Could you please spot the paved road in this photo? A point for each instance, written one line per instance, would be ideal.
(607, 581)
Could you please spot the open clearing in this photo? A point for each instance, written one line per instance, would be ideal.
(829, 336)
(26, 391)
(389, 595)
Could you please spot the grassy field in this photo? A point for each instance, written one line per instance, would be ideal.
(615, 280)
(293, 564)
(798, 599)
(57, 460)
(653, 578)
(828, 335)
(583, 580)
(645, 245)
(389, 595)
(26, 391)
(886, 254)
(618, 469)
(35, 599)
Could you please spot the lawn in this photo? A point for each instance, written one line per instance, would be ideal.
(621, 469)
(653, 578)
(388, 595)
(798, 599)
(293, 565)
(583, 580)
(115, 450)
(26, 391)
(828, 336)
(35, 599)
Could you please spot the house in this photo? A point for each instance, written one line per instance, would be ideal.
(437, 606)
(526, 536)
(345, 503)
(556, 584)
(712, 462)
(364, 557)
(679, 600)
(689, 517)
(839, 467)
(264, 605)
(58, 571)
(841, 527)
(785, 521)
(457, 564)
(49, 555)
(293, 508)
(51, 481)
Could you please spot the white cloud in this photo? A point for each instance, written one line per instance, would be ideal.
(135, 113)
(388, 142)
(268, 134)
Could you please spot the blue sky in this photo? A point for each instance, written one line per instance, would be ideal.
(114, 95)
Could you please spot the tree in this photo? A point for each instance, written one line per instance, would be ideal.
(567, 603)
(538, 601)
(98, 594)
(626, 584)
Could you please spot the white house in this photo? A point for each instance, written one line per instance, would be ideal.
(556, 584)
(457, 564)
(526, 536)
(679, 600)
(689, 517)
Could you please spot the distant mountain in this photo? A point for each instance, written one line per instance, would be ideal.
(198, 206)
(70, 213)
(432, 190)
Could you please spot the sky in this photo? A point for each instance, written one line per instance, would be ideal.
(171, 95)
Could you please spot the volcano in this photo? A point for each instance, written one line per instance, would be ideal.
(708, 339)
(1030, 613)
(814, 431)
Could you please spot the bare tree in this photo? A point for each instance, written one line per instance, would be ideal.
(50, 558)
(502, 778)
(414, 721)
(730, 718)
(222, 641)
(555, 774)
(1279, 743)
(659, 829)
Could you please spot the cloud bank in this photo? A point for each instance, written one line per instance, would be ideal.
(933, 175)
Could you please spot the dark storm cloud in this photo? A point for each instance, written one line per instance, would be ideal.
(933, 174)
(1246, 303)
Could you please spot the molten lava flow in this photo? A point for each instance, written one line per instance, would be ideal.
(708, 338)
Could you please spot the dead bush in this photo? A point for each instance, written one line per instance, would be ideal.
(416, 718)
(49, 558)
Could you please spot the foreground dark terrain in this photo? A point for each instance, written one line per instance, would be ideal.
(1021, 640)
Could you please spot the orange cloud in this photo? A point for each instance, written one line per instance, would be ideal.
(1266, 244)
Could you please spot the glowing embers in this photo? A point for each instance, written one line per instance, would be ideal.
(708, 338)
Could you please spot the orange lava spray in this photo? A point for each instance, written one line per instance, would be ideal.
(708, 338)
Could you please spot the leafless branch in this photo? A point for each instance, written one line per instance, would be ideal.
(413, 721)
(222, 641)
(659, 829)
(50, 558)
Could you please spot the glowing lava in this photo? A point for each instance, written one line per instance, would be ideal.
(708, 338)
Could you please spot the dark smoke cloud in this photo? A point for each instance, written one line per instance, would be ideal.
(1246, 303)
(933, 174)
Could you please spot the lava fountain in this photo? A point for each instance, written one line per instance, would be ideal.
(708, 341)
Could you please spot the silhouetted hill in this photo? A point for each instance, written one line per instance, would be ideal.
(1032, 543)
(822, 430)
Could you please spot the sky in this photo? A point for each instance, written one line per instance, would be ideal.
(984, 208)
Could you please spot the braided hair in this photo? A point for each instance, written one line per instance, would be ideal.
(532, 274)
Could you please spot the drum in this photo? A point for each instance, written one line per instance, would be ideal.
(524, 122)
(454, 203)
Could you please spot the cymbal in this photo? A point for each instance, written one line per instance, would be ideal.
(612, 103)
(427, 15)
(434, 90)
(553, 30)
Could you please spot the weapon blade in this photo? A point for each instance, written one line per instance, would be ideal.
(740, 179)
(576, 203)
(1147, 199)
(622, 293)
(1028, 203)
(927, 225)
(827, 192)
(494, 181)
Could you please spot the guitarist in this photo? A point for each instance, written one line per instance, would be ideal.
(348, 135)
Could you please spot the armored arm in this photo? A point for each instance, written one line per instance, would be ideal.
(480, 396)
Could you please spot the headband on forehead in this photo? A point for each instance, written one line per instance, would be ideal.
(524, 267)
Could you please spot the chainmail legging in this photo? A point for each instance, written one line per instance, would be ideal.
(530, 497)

▶ **To do**
Reproduce word for word the rows starting at the line that contains "Could you please spot the weapon" and continuing through the final row.

▶ **Correct result**
Could you please spot the weapon blade in this photo? A point for each instance, written one line per instance, would be ideal.
(740, 179)
(576, 203)
(1147, 199)
(622, 293)
(1028, 203)
(927, 225)
(827, 192)
(494, 181)
Could you please spot the guitarist in this photo? A point for each instance, written one line per instance, would be ideal.
(348, 135)
Could you please spot the armored arm in this photo? A point for each instance, written one line per instance, would be ideal.
(480, 396)
Could you please spot the headband on forehead in this photo? A point for each instance, written one line per instance, would be ideal.
(524, 267)
Could you please spot the chainmail legging in this photo? A point for each instance, written one line per instance, would be ideal.
(530, 497)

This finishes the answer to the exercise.